SOURCE EXTRACT:
* * *

Through comprehensive analysis, the authors demonstrate that increasing sidechain context (both sequence identity and conformation) leads to better model performance. Their ablation studies reveal that a similarly sized model without sidechain context performs worse for protein-protein binding affinity prediction, though it closely matches FAMPNN's performance for antibody-antigen binding affinity and protein stability prediction.

给作者的问题

Could the authors clarify the novelty of their work in the context of Chroma (https://www.nature.com/articles/s41586-023-06728-8; Nature 2023) and provide a more detailed performance comparison? This would help in understanding the unique contributions of FAMPNN and allow for a more accurate assessment of the paper's impact.

论据与证据

Claim: pSCE serves as an effective confidence metric for sidechain packing While this claim is supported by high Spearman correlation in Figure 3(a), there is miscalibration between predicted and true sidechain error. In the per-residue setting, the maximum pSCE is around 2.0 in contrast to the maximum true error of 4.0. This limits its utility as an absolute error predictor, though it remains useful for ranking/relative confidence.
Claim: FAMPNN outperforms unsupervised methods for antibody-antigen binding affinity and protein stability This claim is supported by Figure 4(a) and 4(c) when FAMPNN is compared to other structure-conditioned models. The authors should also provide performance comparison with leading sequence-only foundation models or qualify in text that the comparison is limited to structure-conditioned models. It's also unclear why the comparison doesn't include other state-of-the-art methods like ESM3.
Claim: Increasing context leads to better sequence packing accuracy This is more or less true but the relationship between context and packing accuracy is not monotic, strictly speaking. There is a nominal increase in RMSD around 40% context for partial sidechain context and a similar increase around 50% context for partial sequence context which should be clarified or explained in the text.

方法与评估标准

Strengths:

The formulation of the training objective considering both discrete sequence tokens and continuous sidechain coordinates is appropriate for the problem at hand.
The proposed method re-uses existing components (MPNN, GVP) that have been proven to be effective.
The selected datasets and metrics are well-suited to the problem being addressed. In particular, evaluating sequence recovery and self consistency on CATH 4.2 is a standard practice in the field.
A diverse set of datasets covering antibody-antigen binding, protein-protein binding affinity, and protein stability are used for zero shot evaluation of fitness prediction.

Weaknesses:

Sequence recovery aggregates binary decisions for correct sequence identity without taking into account the precise confidence of the model for the correct residue. Perplexity addresses this shortcoming, however, it is not included in the evaluation.
ProteinGym (https://proteingym.org/) is a standard benchmark in the field for zero-shot fitness prediction that is not included in the evaluation making it difficult to compare performance with other methods not part of authors' evaluation.

理论论述

No theoretical claims are made in this paper.

实验设计与分析

Strengths:

Comprehensive benchmarking and analysis of sequence recovery, self-consistency, sidechain packing, zero-shot fitness prediction, and the impact of available sidechain context on performance.
Selection of a wide range of appropriate baseline models for comparison.
Rigorous ablation study is performed to investigate the primary claim of the paper about the utility of sidechain context.

* * *

RECORDS SUPPLIED:

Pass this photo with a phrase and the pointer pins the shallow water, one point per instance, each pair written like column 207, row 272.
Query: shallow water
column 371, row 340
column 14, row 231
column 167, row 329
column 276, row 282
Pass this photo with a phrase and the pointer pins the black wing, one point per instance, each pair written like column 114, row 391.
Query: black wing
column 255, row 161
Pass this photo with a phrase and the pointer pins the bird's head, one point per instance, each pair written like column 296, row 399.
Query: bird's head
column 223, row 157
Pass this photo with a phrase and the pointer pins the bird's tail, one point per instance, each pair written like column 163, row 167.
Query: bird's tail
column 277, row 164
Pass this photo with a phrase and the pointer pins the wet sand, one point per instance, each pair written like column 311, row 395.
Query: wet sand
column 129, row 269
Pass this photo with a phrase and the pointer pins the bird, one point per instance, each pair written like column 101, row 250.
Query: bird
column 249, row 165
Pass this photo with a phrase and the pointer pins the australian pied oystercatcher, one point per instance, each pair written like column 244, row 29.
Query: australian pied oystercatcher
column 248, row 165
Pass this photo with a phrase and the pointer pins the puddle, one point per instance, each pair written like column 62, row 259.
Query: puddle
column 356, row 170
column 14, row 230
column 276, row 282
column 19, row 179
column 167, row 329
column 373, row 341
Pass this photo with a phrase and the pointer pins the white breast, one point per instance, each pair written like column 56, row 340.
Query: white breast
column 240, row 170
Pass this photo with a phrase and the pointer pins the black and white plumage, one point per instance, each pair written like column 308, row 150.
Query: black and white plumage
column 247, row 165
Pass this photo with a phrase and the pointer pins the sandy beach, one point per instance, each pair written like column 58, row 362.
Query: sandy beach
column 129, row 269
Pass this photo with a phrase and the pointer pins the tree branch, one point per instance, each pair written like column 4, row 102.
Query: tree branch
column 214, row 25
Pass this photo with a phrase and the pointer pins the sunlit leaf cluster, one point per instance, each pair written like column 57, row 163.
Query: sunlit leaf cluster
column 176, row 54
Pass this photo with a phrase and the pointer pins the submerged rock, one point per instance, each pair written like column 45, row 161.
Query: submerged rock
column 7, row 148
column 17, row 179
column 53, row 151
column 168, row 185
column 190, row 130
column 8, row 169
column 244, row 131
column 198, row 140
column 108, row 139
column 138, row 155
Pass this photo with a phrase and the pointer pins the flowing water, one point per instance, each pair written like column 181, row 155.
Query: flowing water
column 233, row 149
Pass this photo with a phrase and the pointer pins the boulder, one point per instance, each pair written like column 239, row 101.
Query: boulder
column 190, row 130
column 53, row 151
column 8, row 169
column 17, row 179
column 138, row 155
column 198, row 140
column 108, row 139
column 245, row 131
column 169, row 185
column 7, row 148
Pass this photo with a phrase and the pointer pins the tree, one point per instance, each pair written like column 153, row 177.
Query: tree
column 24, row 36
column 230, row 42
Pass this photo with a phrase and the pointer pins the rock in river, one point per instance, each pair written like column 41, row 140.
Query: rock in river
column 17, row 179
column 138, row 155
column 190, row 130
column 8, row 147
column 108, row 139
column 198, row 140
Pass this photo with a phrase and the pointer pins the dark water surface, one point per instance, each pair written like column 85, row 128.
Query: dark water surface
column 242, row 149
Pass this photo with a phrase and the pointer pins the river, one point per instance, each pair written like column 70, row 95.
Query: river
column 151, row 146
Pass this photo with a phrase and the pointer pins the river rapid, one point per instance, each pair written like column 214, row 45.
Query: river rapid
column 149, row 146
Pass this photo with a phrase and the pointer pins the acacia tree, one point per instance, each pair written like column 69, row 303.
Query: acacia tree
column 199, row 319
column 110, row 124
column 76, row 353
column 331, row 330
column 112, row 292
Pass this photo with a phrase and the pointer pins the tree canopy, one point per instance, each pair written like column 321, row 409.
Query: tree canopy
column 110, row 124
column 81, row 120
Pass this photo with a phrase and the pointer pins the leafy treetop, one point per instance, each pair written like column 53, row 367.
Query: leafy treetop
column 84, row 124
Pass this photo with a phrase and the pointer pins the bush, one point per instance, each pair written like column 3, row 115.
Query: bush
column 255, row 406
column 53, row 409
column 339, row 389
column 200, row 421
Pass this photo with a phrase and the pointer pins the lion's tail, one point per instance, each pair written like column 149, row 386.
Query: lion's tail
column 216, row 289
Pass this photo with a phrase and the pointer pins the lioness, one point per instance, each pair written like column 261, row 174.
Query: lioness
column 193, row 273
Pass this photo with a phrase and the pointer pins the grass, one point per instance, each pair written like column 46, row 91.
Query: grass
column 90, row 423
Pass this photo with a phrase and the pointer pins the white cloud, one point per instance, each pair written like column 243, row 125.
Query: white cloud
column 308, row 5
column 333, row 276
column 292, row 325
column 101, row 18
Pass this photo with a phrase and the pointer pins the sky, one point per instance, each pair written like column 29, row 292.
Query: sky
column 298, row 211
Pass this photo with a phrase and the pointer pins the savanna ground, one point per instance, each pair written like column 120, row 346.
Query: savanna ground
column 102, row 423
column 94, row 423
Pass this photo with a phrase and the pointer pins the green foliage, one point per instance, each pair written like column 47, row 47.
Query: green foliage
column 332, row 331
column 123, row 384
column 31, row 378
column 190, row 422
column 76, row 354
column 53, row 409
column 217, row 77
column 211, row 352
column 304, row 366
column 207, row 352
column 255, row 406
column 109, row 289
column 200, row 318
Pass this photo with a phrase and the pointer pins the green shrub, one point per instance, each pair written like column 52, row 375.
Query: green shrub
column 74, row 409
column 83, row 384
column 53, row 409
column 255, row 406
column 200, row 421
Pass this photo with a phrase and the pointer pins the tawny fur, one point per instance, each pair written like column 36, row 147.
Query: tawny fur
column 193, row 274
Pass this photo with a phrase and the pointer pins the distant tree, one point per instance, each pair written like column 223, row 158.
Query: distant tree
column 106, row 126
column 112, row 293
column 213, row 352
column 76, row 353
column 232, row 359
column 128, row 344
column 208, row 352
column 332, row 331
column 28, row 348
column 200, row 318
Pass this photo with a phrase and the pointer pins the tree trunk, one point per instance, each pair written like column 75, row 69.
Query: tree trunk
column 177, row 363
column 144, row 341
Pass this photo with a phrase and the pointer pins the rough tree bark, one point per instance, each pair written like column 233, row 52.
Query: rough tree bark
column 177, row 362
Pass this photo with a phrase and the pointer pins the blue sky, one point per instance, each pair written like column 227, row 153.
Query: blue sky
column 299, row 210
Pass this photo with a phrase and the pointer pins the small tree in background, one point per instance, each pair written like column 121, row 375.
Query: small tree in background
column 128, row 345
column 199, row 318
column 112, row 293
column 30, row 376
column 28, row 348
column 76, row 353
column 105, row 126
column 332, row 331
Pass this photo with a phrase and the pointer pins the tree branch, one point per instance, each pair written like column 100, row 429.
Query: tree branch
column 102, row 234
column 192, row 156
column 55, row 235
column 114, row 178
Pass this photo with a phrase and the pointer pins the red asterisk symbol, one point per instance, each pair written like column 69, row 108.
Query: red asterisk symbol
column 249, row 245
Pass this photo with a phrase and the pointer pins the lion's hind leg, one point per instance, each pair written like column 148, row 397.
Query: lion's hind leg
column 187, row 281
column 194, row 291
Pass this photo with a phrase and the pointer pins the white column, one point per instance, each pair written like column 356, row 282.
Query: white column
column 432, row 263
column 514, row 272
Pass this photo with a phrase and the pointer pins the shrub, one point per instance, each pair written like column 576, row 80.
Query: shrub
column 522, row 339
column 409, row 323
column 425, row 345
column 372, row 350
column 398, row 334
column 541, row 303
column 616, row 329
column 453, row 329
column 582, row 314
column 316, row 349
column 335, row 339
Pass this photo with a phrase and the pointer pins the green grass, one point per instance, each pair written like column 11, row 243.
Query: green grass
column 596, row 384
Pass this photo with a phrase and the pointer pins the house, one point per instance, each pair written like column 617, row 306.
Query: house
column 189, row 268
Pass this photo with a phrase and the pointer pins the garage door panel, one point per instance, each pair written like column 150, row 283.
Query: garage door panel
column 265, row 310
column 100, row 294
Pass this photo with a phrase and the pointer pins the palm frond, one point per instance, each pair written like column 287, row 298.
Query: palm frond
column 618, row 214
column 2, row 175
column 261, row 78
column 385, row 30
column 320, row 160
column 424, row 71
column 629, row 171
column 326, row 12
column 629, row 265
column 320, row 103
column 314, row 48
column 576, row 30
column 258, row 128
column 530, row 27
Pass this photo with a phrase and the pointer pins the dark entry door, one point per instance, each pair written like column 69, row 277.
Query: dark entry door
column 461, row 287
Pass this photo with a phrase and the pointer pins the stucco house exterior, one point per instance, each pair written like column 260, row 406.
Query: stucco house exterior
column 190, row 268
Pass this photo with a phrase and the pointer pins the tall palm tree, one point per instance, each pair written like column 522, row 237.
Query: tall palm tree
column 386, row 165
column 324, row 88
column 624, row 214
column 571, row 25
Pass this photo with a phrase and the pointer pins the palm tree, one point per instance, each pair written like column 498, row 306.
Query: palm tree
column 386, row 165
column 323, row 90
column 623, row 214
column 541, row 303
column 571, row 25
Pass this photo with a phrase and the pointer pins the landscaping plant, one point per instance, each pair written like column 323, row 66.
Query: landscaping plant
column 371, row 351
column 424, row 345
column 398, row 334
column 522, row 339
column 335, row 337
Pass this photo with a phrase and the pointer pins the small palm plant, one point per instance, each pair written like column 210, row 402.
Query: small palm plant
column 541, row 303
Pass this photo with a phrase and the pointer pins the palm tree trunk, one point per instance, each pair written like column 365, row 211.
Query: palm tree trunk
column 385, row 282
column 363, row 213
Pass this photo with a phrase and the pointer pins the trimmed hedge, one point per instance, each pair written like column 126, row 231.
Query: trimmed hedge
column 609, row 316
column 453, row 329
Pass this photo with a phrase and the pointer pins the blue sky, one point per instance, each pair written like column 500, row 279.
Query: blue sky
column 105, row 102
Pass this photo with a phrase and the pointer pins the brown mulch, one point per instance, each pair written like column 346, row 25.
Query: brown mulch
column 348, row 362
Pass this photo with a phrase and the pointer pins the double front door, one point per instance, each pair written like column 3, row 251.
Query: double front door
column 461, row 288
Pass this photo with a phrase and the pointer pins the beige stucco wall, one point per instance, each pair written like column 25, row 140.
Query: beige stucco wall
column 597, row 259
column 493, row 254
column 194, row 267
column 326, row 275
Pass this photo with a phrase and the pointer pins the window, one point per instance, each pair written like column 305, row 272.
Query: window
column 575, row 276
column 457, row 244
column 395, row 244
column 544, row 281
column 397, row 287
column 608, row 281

* * *

TASK REQUIREMENTS:
1 - Output everything in the FAMPNN review from "The proposed method" down to "of fitness prediction.".
2 - Which standard benchmark for zero-shot fitness prediction does the FAMPNN review say was left out of the evaluation?
Rely on the review text alone.

ANSWERS TO THE EXERCISES:
1 -
The proposed method re-uses existing components (MPNN, GVP) that have been proven to be effective.
The selected datasets and metrics are well-suited to the problem being addressed. In particular, evaluating sequence recovery and self consistency on CATH 4.2 is a standard practice in the field.
A diverse set of datasets covering antibody-antigen binding, protein-protein binding affinity, and protein stability are used for zero shot evaluation of fitness prediction.

2 - ProteinGym